DO THIS> Repeat every item below word for word, line by line.

[Raw items]
________

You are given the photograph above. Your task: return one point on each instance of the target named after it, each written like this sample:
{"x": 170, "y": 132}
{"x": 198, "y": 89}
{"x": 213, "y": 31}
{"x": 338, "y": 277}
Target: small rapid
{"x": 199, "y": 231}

________

FULL OUTPUT>
You are given the photograph above. Your task: return one point on each instance of the target named after it, each written like this sample:
{"x": 170, "y": 132}
{"x": 198, "y": 89}
{"x": 213, "y": 31}
{"x": 338, "y": 277}
Target: small rapid
{"x": 199, "y": 231}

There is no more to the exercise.